> _PROMPT_:
Copy out exactly the lines spanning the line with "Where can the grey" to the line with "Where can the reflection", inclusive, from the data underneath, with no pictures.

── EXTRACTED INFORMATION

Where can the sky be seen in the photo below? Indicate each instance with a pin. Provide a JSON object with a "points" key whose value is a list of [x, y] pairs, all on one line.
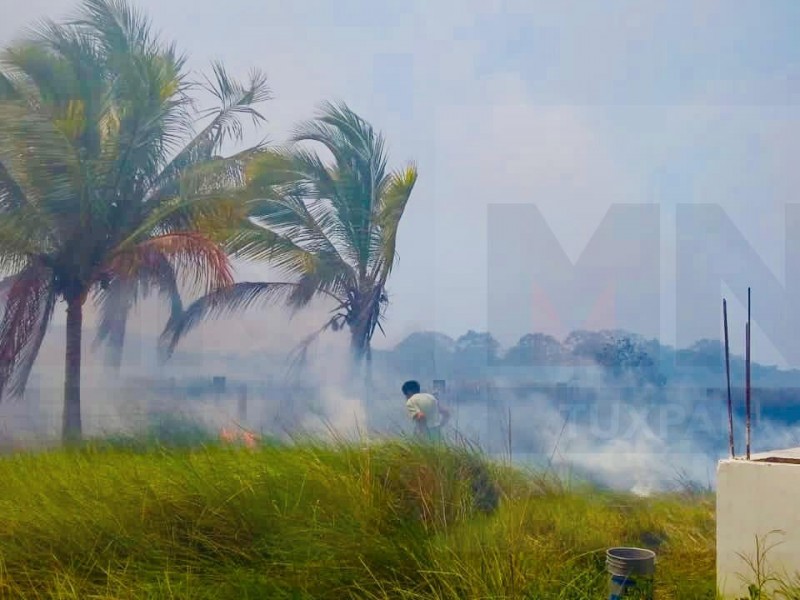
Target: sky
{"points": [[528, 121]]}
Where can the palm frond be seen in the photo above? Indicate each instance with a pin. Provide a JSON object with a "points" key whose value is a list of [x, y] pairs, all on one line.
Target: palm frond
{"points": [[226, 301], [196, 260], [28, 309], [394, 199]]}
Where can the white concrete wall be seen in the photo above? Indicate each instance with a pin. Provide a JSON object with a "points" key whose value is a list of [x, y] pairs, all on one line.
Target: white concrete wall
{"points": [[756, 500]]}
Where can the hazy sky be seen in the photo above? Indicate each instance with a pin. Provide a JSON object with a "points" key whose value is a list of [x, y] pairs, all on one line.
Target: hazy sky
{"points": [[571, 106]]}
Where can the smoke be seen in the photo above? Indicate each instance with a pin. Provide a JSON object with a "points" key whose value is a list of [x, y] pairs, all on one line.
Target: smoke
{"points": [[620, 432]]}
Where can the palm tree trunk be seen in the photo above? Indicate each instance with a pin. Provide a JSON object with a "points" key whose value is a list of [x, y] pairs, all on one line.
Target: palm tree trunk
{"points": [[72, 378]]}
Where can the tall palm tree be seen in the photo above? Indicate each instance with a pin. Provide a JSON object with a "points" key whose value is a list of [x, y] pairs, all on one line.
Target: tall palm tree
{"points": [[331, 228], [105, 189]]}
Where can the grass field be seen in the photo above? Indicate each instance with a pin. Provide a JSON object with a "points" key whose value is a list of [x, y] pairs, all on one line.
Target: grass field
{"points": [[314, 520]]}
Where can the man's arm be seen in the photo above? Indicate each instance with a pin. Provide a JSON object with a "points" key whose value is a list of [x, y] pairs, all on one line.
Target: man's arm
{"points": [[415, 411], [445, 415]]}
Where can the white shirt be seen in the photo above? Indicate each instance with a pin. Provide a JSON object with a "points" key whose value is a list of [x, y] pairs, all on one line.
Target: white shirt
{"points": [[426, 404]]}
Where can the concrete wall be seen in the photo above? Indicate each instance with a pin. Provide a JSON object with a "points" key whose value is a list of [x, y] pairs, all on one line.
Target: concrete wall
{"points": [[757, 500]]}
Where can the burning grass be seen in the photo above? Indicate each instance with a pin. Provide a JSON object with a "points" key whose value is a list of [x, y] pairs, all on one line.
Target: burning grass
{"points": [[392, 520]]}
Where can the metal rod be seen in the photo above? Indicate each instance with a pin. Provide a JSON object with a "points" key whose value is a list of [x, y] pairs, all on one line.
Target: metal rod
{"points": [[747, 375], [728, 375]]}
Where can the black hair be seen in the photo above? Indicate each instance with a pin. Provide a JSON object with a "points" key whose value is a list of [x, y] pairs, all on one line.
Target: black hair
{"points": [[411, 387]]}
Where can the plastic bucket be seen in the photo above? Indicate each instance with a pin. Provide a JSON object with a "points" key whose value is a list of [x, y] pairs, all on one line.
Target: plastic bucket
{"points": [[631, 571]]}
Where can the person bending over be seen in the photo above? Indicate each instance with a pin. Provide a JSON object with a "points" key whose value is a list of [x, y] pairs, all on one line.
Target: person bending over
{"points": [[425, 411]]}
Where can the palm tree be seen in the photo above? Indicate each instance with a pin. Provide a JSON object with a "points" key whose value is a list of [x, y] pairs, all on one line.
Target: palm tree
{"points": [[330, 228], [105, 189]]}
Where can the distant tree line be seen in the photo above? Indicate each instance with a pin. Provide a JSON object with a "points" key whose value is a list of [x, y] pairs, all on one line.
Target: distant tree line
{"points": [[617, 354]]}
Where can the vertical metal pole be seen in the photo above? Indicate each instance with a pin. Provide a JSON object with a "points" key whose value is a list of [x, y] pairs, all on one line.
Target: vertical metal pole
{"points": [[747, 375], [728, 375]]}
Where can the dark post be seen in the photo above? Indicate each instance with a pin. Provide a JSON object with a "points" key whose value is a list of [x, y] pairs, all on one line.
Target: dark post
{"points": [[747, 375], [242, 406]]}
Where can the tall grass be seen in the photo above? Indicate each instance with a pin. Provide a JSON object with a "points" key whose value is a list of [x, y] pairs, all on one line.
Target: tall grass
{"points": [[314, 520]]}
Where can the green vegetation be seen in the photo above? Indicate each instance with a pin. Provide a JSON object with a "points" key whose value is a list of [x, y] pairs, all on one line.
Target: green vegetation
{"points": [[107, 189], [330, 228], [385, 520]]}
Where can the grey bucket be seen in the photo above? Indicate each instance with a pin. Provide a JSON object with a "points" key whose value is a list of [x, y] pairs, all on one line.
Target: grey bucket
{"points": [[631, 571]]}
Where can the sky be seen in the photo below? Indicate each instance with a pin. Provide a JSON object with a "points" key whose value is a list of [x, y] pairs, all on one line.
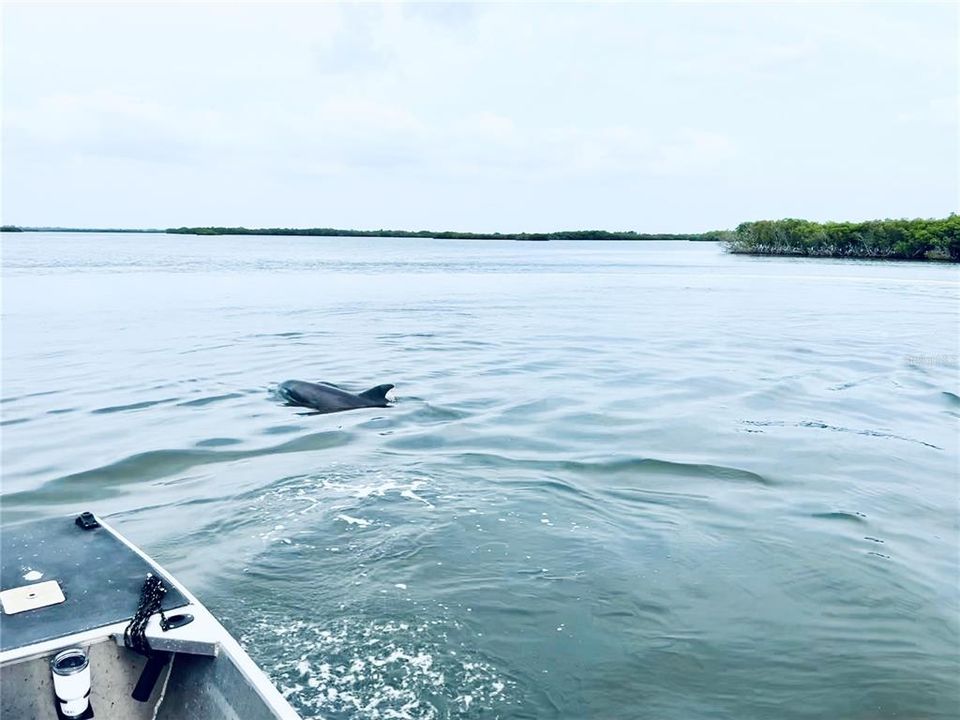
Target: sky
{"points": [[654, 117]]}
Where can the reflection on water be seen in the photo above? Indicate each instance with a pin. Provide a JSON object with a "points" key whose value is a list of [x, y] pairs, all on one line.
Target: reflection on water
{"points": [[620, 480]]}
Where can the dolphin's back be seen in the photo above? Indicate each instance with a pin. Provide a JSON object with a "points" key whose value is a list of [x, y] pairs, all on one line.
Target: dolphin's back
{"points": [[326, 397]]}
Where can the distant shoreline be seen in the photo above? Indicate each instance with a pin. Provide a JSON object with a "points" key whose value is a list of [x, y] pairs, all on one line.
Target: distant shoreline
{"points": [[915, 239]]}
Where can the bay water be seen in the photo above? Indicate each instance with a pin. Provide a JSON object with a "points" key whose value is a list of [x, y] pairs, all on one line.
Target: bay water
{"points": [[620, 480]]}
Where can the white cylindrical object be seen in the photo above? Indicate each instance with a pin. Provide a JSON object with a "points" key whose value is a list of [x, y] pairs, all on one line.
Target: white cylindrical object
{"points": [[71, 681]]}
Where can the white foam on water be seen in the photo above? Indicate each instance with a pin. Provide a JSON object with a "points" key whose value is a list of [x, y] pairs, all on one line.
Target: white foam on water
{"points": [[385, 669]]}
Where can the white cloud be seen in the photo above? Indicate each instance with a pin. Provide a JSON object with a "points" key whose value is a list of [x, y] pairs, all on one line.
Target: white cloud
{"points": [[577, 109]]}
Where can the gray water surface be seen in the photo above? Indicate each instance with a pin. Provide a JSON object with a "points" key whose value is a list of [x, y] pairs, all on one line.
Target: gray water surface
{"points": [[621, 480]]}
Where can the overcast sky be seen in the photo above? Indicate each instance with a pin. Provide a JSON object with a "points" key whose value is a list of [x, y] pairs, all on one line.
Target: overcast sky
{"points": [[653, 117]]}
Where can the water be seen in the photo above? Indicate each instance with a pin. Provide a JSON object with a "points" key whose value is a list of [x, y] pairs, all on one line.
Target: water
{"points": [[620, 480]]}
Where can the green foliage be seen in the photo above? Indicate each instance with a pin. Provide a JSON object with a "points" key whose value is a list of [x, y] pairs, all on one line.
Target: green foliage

────

> _PROBLEM SOLUTION_:
Where can the grey bucket be seen in the photo above? Indicate each instance with a pin. Provide a JSON object with a "points" key whose value is a list of [x, y] pairs, all on one line.
Target: grey bucket
{"points": [[631, 571]]}
Where can the sky be seen in the photo below? Indicate each instance with a pin. Provide a JSON object with a "points" key whose value is a list of [x, y] pairs, all on one line.
Target: sky
{"points": [[654, 117]]}
Where can the reflection on water be seen in the photo above? Indicate each instance with a pin. Provide a JSON object with a "points" key whose value is a list of [x, y] pairs, all on one line.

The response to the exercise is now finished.